» **Task brief**:
Return every entry exactly as written, with the pictures removed.

(Natural-language object grounding data)
----

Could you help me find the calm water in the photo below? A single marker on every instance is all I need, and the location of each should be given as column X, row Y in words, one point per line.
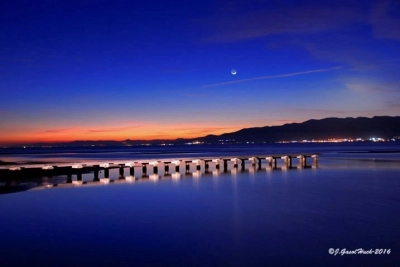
column 251, row 218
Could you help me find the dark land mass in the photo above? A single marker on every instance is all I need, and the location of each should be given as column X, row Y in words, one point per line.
column 383, row 127
column 380, row 126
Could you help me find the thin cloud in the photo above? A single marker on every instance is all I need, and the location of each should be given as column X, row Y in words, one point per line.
column 272, row 77
column 115, row 129
column 62, row 130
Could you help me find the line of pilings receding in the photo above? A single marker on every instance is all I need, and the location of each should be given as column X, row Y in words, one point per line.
column 168, row 166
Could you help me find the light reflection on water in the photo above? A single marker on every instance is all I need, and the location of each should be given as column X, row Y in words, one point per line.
column 238, row 218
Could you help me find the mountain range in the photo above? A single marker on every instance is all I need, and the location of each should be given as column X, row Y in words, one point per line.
column 362, row 127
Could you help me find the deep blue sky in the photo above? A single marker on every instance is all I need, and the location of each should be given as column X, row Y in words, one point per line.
column 162, row 69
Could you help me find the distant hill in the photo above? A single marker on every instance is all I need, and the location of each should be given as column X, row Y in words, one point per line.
column 382, row 126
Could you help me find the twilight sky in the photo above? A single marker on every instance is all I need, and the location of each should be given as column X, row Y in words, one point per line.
column 92, row 70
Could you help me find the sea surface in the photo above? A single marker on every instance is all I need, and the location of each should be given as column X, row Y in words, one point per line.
column 266, row 217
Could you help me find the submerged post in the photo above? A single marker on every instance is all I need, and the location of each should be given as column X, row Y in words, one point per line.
column 315, row 160
column 225, row 165
column 96, row 173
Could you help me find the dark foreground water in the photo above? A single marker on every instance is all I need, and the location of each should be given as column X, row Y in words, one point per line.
column 251, row 218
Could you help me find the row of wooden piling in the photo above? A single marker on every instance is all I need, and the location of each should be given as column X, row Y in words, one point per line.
column 169, row 166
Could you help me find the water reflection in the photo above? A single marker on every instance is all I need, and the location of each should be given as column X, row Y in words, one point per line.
column 179, row 170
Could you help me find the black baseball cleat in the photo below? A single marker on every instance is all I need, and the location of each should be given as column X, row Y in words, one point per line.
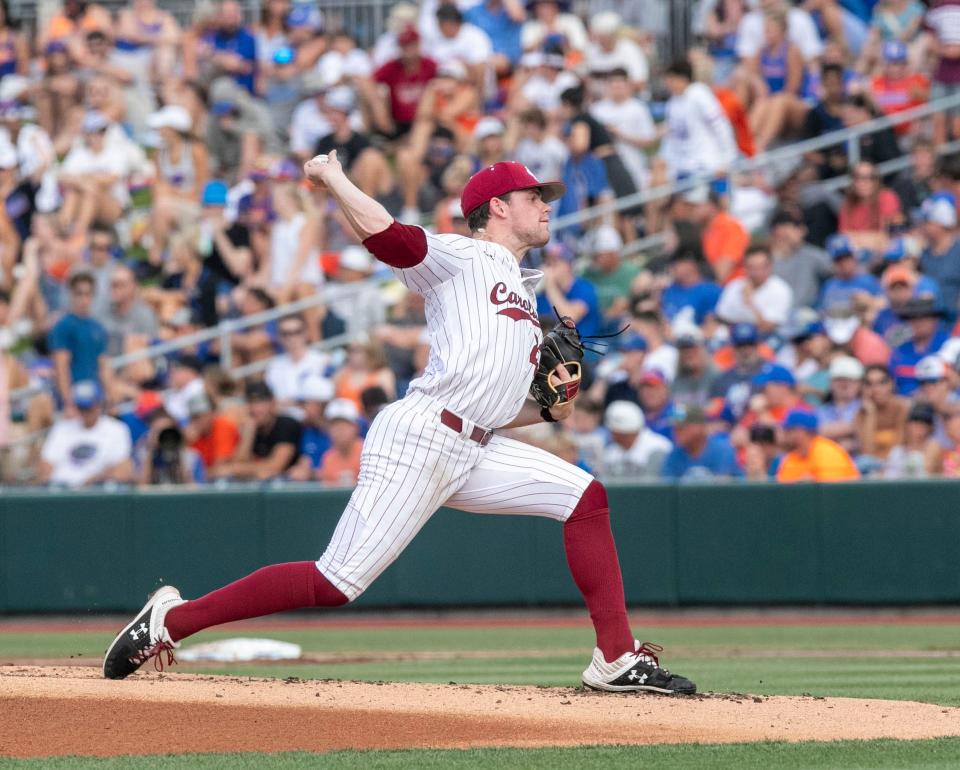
column 144, row 637
column 635, row 671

----

» **Solved exercise**:
Could you help me find the calm water in the photo below? A single marker on every instance is all I need, and the location of each should be given as column X, row Y in words, one point per line.
column 251, row 218
Could you help me find the dark land mass in the photo above? A single marker on every instance is all I need, and the location of each should be given as column X, row Y in words, one point per line.
column 383, row 127
column 380, row 126
Could you help me find the thin cloud in the photo above? A single marker on every instance is all I need, and the location of each should be given as column X, row Y in words, one point per line.
column 272, row 77
column 115, row 129
column 62, row 130
Could you help me find the line of pilings receding in the photo above? A single marker on every instance is all I need, and the location of each should be given as column X, row Y in words, one point per line.
column 168, row 166
Could you help me find the light reflection on water in the photo above? A single marker on every instance is all I need, and the location of each should be given as column X, row Y in words, one point per line.
column 238, row 218
Could you help me find the mountain range in the photo above? A single marker on every instance is all I need, and the location of each should be given as column X, row Y in words, one point per line.
column 362, row 127
Could you help me find the deep blue sky in the photo above? A single marker on every instance is all I need, and the location of each should be given as column X, row Y in words, one point per line.
column 162, row 69
Could you help me find the distant hill in the photo above? A single marker on every instance is all I need, and the location of each should be given as column X, row Y in words, one point per line.
column 382, row 126
Could you help me find the twilight sky in the photo above? A single marker on every instance is all I need, and the location of each should be given as column X, row Y in words, one point per line.
column 92, row 70
Could you help me find the sea surface in the photo above? A single marker on every instance is all I need, and the location of each should be given as column X, row Y in words, one point per line.
column 266, row 217
Could you help me find the submerged post in the photo above? A single marker on every instance is all I need, and the location of each should be given as column X, row Y in words, one point per line.
column 315, row 160
column 225, row 165
column 96, row 173
Could you help me find the dark foreground water in the photo above? A single marker on every instance is all I need, and the location of each should be given as column X, row Y in words, one point per line.
column 251, row 218
Could you help me find the row of wooden piling in the photo above? A single marker on every instance is all I need, and the location of each should be given as column X, row Y in words, one point per line.
column 169, row 166
Could you help me find the water reflection in the photo above? A single marker on every instance is all I need, and the location of each should be given as column X, row Y in words, one point per line.
column 179, row 170
Could you help me find the black baseball cleat in the photo below? A single marker on every instance is all I need, and the location of each should be given as column X, row Y in words, one point per line.
column 144, row 637
column 635, row 671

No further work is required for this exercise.